EXERCISE GOAL:
Rewrite only the data below from the line with "of the rough" through the end, swapping "planogram checker" for "layout checker" and changing nothing else.

RECORDS SHOWN:
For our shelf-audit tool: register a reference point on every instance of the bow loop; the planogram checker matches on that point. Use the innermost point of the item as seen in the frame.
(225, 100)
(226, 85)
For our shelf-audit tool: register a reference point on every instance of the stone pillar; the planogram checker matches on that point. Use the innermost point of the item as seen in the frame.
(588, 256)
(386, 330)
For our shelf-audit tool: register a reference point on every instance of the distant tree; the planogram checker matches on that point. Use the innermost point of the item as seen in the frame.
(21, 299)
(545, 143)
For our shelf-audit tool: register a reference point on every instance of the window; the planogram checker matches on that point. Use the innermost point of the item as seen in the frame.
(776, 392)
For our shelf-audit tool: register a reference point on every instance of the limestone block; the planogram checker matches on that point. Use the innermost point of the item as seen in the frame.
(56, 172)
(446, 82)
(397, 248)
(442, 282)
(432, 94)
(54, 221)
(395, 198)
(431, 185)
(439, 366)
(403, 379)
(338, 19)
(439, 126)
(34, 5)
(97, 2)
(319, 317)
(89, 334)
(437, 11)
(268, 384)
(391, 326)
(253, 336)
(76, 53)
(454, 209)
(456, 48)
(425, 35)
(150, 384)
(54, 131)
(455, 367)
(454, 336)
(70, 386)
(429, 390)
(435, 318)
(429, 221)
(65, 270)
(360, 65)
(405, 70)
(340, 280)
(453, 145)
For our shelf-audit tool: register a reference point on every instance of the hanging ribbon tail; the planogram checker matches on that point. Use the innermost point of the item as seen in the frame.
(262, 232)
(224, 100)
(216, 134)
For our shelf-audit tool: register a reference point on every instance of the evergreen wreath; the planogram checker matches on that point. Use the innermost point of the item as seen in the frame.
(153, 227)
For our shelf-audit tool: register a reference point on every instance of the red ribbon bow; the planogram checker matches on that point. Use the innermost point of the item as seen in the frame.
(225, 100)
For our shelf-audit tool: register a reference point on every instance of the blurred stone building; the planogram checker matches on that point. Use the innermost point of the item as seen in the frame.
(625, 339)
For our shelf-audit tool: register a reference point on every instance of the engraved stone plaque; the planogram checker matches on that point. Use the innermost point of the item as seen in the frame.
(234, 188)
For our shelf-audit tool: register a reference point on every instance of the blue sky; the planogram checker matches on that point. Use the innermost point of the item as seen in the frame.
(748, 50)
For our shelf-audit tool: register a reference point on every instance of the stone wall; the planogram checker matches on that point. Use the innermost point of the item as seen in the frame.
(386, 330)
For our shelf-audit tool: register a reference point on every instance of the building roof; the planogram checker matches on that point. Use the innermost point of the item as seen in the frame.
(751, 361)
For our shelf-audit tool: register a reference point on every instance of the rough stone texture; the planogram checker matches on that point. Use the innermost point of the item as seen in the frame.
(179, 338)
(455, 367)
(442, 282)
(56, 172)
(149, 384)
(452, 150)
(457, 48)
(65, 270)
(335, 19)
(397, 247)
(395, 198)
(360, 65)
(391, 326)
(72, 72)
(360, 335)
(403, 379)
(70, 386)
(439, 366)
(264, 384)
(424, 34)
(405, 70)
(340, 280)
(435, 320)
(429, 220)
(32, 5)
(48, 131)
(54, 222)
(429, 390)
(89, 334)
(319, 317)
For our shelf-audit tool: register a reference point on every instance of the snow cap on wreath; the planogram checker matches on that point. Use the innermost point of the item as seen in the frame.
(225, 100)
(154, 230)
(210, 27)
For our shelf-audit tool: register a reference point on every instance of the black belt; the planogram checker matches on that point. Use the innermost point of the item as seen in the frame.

ANSWER TO THIS EXERCISE:
For our shelf-audit tool: register a reference point on every instance of the rough stone texture; the layout checker matches on that point. Use the innermost point of the item as seen in the frame.
(179, 338)
(455, 367)
(442, 282)
(56, 172)
(149, 384)
(452, 150)
(457, 48)
(65, 270)
(335, 19)
(397, 247)
(395, 198)
(360, 65)
(391, 326)
(72, 72)
(360, 335)
(403, 379)
(70, 386)
(439, 366)
(264, 384)
(424, 34)
(405, 70)
(340, 280)
(435, 320)
(429, 220)
(32, 5)
(48, 131)
(54, 222)
(429, 390)
(89, 334)
(319, 317)
For our shelf-audit tool: register a reference point on every instance of the snow cap on wreath; the layout checker matches on that point. Use the innermost point of the item as seen in the frame.
(225, 100)
(154, 230)
(210, 27)
For our shelf-audit tool: register a reference point on every instance of the black belt; the layout checker matches on that point. Use the innermost point of the item as seen in the frame.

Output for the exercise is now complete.